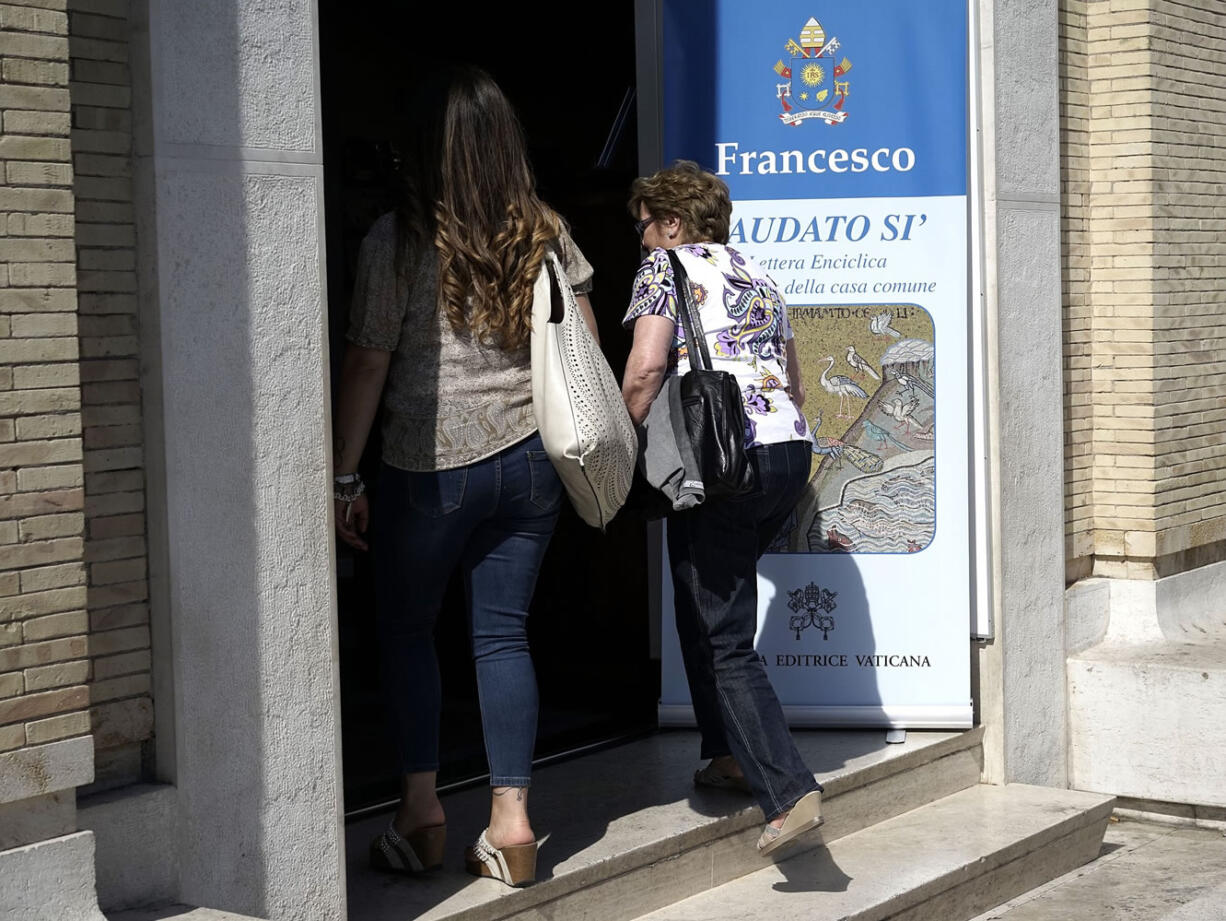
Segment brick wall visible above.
[1060,0,1226,580]
[0,0,89,752]
[1059,0,1094,575]
[67,0,153,787]
[1150,0,1226,569]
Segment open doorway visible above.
[319,0,660,813]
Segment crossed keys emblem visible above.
[787,583,839,640]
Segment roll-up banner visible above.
[660,0,972,728]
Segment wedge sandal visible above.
[463,828,541,888]
[758,790,825,857]
[370,825,447,876]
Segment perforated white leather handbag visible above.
[532,250,639,531]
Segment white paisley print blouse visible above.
[622,243,809,446]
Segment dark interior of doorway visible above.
[319,0,660,814]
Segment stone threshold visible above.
[346,728,982,921]
[641,784,1112,921]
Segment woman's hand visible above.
[333,493,370,551]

■ Work required ■
Swap "visible above" for "shown above" in all the lines above and write them out again with nothing else changed. Leave the pictures out.

■ Written response ■
Segment brick wall shown above.
[1060,0,1226,580]
[0,0,89,752]
[1059,0,1094,575]
[67,0,153,787]
[1150,0,1226,569]
Segment open doorway shown above.
[319,0,660,813]
Segment crossed keys emblem shown above.
[787,583,839,640]
Segment roll-up banner shown above.
[660,0,972,728]
Segment wedge sandal shown above.
[463,828,541,888]
[758,790,825,857]
[370,825,447,876]
Segment perforated white leather handbag shown above.
[532,250,639,531]
Segment white paisley print blouse shown above.
[622,243,809,446]
Segment dark interior of doorway shown above.
[319,0,660,814]
Segment stone threshold shown above.
[346,728,982,921]
[641,784,1112,921]
Segment woman's hand shown above.
[333,493,370,551]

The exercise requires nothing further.